--- DATA EXTRACTS Enclosed Below ---

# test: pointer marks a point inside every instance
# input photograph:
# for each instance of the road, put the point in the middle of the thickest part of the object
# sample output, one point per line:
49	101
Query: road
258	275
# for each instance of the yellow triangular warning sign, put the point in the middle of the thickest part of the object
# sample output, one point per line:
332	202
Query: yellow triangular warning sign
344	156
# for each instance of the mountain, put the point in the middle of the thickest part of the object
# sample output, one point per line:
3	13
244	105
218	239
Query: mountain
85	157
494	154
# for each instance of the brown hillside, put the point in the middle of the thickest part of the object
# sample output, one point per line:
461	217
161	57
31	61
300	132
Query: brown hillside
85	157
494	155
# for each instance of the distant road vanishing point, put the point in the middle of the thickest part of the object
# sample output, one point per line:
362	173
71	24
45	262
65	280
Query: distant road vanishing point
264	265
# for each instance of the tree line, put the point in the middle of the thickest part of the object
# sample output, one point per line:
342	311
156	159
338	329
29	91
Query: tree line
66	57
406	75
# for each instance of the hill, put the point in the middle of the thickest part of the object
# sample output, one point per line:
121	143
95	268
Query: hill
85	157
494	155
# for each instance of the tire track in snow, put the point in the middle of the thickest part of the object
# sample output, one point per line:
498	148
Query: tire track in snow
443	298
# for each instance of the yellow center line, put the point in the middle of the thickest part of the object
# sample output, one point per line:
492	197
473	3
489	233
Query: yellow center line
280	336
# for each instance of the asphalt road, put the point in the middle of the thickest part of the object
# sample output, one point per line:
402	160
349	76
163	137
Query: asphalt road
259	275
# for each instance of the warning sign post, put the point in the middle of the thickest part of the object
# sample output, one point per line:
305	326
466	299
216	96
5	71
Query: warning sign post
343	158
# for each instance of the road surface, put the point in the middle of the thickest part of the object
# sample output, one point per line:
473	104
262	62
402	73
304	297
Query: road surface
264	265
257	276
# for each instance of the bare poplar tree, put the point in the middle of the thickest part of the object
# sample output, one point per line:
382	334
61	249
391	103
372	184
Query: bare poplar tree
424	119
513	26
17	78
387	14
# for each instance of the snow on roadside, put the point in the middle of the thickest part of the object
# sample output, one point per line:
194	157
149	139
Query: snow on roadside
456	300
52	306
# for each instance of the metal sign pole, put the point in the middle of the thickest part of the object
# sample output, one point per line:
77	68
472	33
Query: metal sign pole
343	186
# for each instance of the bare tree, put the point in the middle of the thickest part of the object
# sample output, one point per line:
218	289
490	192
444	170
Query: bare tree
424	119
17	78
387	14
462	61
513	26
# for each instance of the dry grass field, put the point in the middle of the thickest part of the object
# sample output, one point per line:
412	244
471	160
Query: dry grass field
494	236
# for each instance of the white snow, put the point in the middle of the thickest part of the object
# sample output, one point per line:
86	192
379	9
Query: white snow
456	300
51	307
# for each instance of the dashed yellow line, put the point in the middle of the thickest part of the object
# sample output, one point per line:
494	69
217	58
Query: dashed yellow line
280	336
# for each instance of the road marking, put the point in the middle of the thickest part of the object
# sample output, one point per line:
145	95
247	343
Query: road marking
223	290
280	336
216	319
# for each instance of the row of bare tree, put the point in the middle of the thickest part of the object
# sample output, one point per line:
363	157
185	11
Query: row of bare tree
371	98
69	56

--- End of Enclosed DATA EXTRACTS ---

Please output every record exactly as it appears.

## REPLY
# test: pointer marks a point inside every instance
# input photograph:
# for each instance of the road, put the point in the middle of the thickest part of the object
# sample output, one point per line:
49	101
Query: road
258	275
# for each instance of the yellow triangular warning sign, put the point in the middle of the thickest part of the object
# sample output, one point per line:
332	202
Query: yellow triangular warning sign
344	156
# for each instance of the mountain, put the point in the middle of the thickest part of the object
# sample output, one point per line:
3	13
244	105
218	239
Query: mountain
85	157
494	154
# for each instance of the brown hillside, put the point in the middle of the thickest part of the object
# sample output, one point per line:
461	217
161	57
31	61
300	132
Query: brown hillside
85	157
494	155
# for each instance of the distant road vanishing point, put the point in the middle of the thickest part of the object
# sample output, one point per line:
362	173
71	24
45	262
65	280
Query: distant road vanishing point
264	265
# for each instance of the tree line, put the point in the middle of the thickest part of the object
# sample output, one point per line:
342	311
156	159
338	329
29	91
Query: tree line
66	57
406	75
# for each instance of the hill, put the point in the middle of the thickest part of the object
# sample output, one point per line:
121	143
95	268
Query: hill
85	157
494	155
# for each instance of the tire track in snow, put the point in the middle of the thickest part of the object
# sample output, one point per line:
498	148
Query: tire track in snow
443	298
# for each instance of the yellow center line, put the point in the middle of the thickest part of the object
# sample output, one point per line:
492	197
473	3
489	233
Query: yellow center line
280	336
# for each instance of the asphalt road, put the point in the middle of the thickest part of the object
# sample output, one point per line:
402	160
349	76
163	137
Query: asphalt road
259	275
# for each instance of the warning sign post, put the point in the middle of the thickest part of the object
# sample output, one point per line:
305	326
466	299
216	96
5	71
Query: warning sign post
343	158
# for each instance of the road surface, put the point in the middle of the thickest part of the object
# sample output, one point per line:
473	104
262	62
402	73
304	297
Query: road surface
264	265
257	276
# for each instance of the bare poplar tree, put the point in the middle of the thickest part of the object
# sample output, one point per line:
382	334
61	249
391	103
372	184
Query: bare poplar tree
424	119
513	26
17	78
387	14
# for each instance of the snow on roadside, put the point in the middle of the thickest part of the object
# sample output, one point per line:
194	157
149	139
Query: snow on roadside
456	300
52	306
# for each instance of the metal sign pole, put the point in the middle of the thickest part of the object
# sample output, one point per line:
77	68
472	33
Query: metal sign pole
343	186
# for each instance of the bare tree, put the point in the middle of the thickest part of the object
# sample output, one point per line:
218	289
490	192
444	170
Query: bare tree
424	119
17	78
387	14
462	61
513	26
# for each instance of the dry grass field, put the point in the middle of the thickest part of the object
# sample output, one point per line:
412	244
471	160
Query: dry grass field
494	236
# for each instance of the white snow, put the point in the middle of the thickest part of the object
# sample output, one point per line:
86	192
379	9
Query: white snow
456	300
51	307
# for each instance of the dashed yellow line, put the point in the middle of the thickest part of the object
# sample output, one point per line:
494	69
217	58
Query: dashed yellow line
280	336
# for each instance of the road marking, put the point in the middle of the thickest part of the object
# sample output, one point per line:
145	95
247	343
Query: road marking
223	290
280	336
216	319
# for each instance of the row of bare tree, put the point in the middle of the thickest part of the object
# sample output, one point per line:
363	157
185	11
Query: row of bare tree
371	98
69	56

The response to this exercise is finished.